[GIVEN EXERCISE] In the records below, rename every "armchair" to "lounge chair" and write all the records out again with nothing else changed, leaving out the pictures.
begin
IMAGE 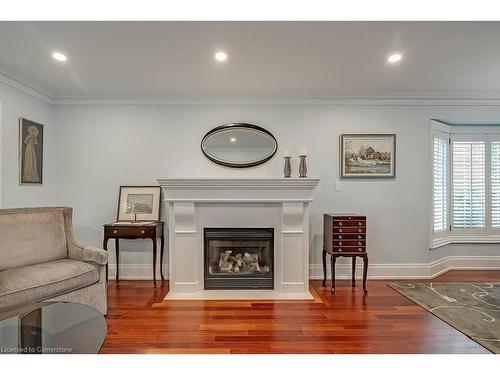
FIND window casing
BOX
[430,123,500,248]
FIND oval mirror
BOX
[201,123,278,168]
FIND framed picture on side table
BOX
[116,186,161,222]
[340,134,396,179]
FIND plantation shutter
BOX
[490,140,500,228]
[432,134,448,232]
[452,135,486,229]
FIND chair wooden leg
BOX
[363,255,368,293]
[352,256,356,286]
[321,249,326,286]
[331,255,337,293]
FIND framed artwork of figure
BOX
[19,117,43,185]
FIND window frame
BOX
[429,120,500,249]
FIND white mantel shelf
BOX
[158,178,319,203]
[158,178,319,189]
[158,178,319,299]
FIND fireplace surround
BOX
[203,228,274,290]
[158,178,319,300]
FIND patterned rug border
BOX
[386,281,497,354]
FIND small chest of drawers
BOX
[323,213,368,292]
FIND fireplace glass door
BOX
[204,228,274,289]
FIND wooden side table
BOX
[102,221,165,288]
[322,214,368,293]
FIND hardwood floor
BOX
[101,271,500,353]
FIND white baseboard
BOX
[109,256,500,280]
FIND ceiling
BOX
[0,22,500,98]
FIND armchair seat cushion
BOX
[0,259,99,307]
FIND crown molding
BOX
[53,92,500,106]
[0,66,500,107]
[0,67,54,105]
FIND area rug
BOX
[388,282,500,354]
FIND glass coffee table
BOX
[0,302,107,354]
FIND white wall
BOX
[0,83,56,208]
[0,80,500,277]
[51,105,500,275]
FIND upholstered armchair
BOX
[0,207,108,314]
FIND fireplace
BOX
[204,228,274,290]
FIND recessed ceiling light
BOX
[387,53,403,64]
[214,51,227,62]
[52,52,68,62]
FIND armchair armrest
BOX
[82,246,108,266]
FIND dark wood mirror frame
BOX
[200,122,278,168]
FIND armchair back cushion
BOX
[0,209,68,271]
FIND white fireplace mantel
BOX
[158,178,319,299]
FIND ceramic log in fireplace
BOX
[204,228,274,290]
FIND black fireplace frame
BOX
[203,228,274,290]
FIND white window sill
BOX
[430,235,500,250]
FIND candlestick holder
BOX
[299,155,307,177]
[283,156,292,178]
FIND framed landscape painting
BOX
[340,134,396,179]
[19,117,43,185]
[117,186,161,222]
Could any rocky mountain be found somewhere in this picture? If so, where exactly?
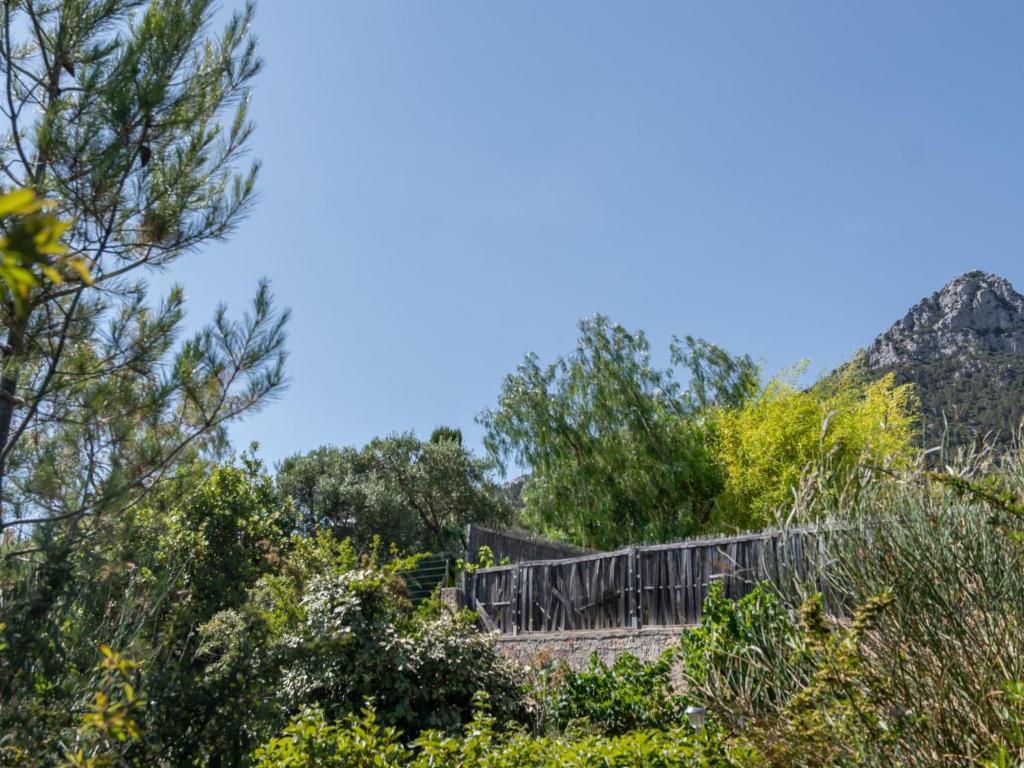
end
[EXERCISE OUTPUT]
IMAGE 
FIND window casing
BOX
[430,123,500,248]
FIND oval mirror
BOX
[201,123,278,168]
FIND framed picture on side table
BOX
[116,186,161,222]
[340,134,396,179]
FIND plantation shutter
BOX
[490,140,500,228]
[432,134,448,232]
[452,135,486,229]
FIND chair wooden leg
BOX
[363,255,368,293]
[352,256,356,286]
[321,249,326,286]
[331,255,337,293]
FIND framed artwork of figure
BOX
[19,117,43,185]
FIND window frame
BOX
[429,120,500,249]
FIND white mantel shelf
BOX
[158,178,319,203]
[158,178,319,189]
[158,178,319,299]
FIND fireplace surround
BOX
[203,228,274,290]
[158,178,319,300]
FIND patterned rug border
BOX
[386,281,497,354]
FIND small chest of drawers
BOX
[323,213,368,292]
FIND fireplace glass door
BOX
[204,228,274,289]
FIND wooden side table
BOX
[102,221,165,288]
[322,214,368,293]
FIND hardwood floor
BOX
[101,271,500,353]
FIND white baseboard
BOX
[109,256,500,280]
FIND ceiling
BOX
[0,22,500,98]
FIND lounge chair seat cushion
BOX
[0,259,99,307]
FIND crown molding
BOX
[53,92,500,106]
[0,66,500,107]
[0,67,54,105]
FIND area rug
BOX
[388,282,500,354]
FIND glass coffee table
BOX
[0,302,107,354]
FIND white wall
BOX
[0,83,56,208]
[0,80,500,277]
[51,105,500,275]
FIND upholstered lounge chair
BOX
[0,207,108,314]
FIND fireplace
BOX
[204,228,274,290]
FIND recessed ceiling light
BOX
[387,53,403,64]
[214,51,227,62]
[52,52,68,62]
FIND lounge chair armrest
BOX
[82,246,108,266]
FIND dark wood mirror frame
BOX
[200,122,278,168]
FIND lounge chair back cushion
BOX
[0,209,68,271]
FIND white fireplace mantel
BOX
[158,178,319,299]
FIND ceramic log in fireplace
BOX
[204,228,274,290]
FIND black fireplace frame
BOX
[203,228,274,290]
FIND white window sill
BOX
[430,235,500,250]
FIND candlestick holder
BOX
[299,155,307,177]
[283,156,292,178]
FIND framed landscape painting
BOX
[340,134,396,179]
[19,117,43,185]
[117,186,161,222]
Could any rocky mountain be found somewhere in this picture? If so, where exactly?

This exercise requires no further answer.